TEXTE PRÉSENTÉ
════════════════════

Rapport du Comité chargé d'examiner la réclamation présentée par la Centrale latino-américaine des travailleurs (CLAT) en vertu de l'article 24 de la Constitution de l'OIT alléguant l'inexécution par le Paraguay de la convention (no 26) sur les méthodes de fixation des salaires minima, 1928

Decision

Decision
  1. Le Conseil d'administration a adopté le rapport du comité tripartite. Procédure close.

La procédure de plainte

La procédure de plainte
  1. I. Introduction
  2. 1. Dans une communication du 21 avril 1994, la Centrale latino-américaine des travailleurs (CLAT) a présenté une réclamation en vertu de l'article 24 de la Constitution de l'Organisation internationale du Travail alléguant l'inexécution par le gouvernement du Paraguay de la convention (no 26) sur les méthodes de fixation des salaires minima, 1928.
  3. 2. Le Paraguay a ratifié le 24 juin 1964 la convention (no 26) sur les méthodes de fixation des salaires minima, 1928, laquelle, conformément au paragraphe 2 de son article 7, est entrée en vigueur un an plus tard, soit le 24 juin 1965.

════════════════════

LIGNES FOURNIES

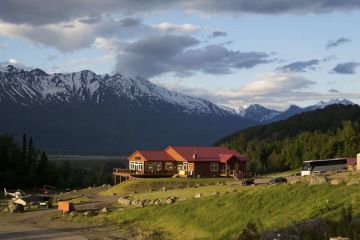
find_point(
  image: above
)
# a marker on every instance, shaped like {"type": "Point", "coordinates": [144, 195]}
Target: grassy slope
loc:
{"type": "Point", "coordinates": [220, 217]}
{"type": "Point", "coordinates": [144, 185]}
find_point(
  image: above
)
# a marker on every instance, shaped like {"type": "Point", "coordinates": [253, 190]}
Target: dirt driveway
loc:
{"type": "Point", "coordinates": [41, 225]}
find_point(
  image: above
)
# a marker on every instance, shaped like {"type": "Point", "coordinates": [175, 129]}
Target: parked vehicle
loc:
{"type": "Point", "coordinates": [248, 181]}
{"type": "Point", "coordinates": [277, 180]}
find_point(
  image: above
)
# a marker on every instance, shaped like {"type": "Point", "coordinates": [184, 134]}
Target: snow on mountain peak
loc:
{"type": "Point", "coordinates": [323, 104]}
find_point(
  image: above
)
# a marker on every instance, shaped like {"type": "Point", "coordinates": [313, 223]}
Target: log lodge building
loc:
{"type": "Point", "coordinates": [188, 161]}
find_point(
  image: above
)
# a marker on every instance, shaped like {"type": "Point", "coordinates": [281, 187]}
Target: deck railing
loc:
{"type": "Point", "coordinates": [141, 172]}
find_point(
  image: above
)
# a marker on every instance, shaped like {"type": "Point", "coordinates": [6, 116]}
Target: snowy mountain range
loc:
{"type": "Point", "coordinates": [261, 114]}
{"type": "Point", "coordinates": [84, 112]}
{"type": "Point", "coordinates": [38, 87]}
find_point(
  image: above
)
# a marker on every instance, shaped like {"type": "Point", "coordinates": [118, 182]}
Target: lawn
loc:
{"type": "Point", "coordinates": [155, 184]}
{"type": "Point", "coordinates": [225, 215]}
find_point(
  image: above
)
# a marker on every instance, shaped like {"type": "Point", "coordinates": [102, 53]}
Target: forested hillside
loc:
{"type": "Point", "coordinates": [328, 133]}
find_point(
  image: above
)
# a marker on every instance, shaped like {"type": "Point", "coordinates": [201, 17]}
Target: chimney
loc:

════════════════════

DÉFIS
1. Répondez à ces questions d'après le rapport sur la réclamation de la CLAT :
(a) À quelle date la CLAT a-t-elle adressé sa communication ?
(b) Quand le Paraguay a-t-il ratifié la convention (no 26) ?
(c) Quel document le Conseil d'administration a-t-il adopté ?
2. D'après le rapport, pourquoi la convention (no 26) n'est-elle entrée en vigueur pour le Paraguay que le 24 juin 1965 ?
3. Reproduisez le passage du rapport qui va de « Rapport du Comité chargé » jusqu'à « salaires minima, 1928. ».
Pour répondre, fondez-vous uniquement sur le rapport.

CORRIGÉ
1.
(a) Le 21 avril 1994.
(b) Le 24 juin 1964.
(c) Le rapport du comité tripartite.

2. Le Paraguay a ratifié la convention le 24 juin 1964. Le paragraphe 2 de l'article 7 de la convention prévoit qu'elle entre en vigueur un an plus tard, soit le 24 juin 1965.

3.
Rapport du Comité chargé d'examiner la réclamation présentée par la Centrale latino-américaine des travailleurs (CLAT) en vertu de l'article 24 de la Constitution de l'OIT alléguant l'inexécution par le Paraguay de la convention (no 26) sur les méthodes de fixation des salaires minima, 1928

Decision

Decision
  1. Le Conseil d'administration a adopté le rapport du comité tripartite. Procédure close.

La procédure de plainte

La procédure de plainte
  1. I. Introduction
  2. 1. Dans une communication du 21 avril 1994, la Centrale latino-américaine des travailleurs (CLAT) a présenté une réclamation en vertu de l'article 24 de la Constitution de l'Organisation internationale du Travail alléguant l'inexécution par le gouvernement du Paraguay de la convention (no 26) sur les méthodes de fixation des salaires minima, 1928.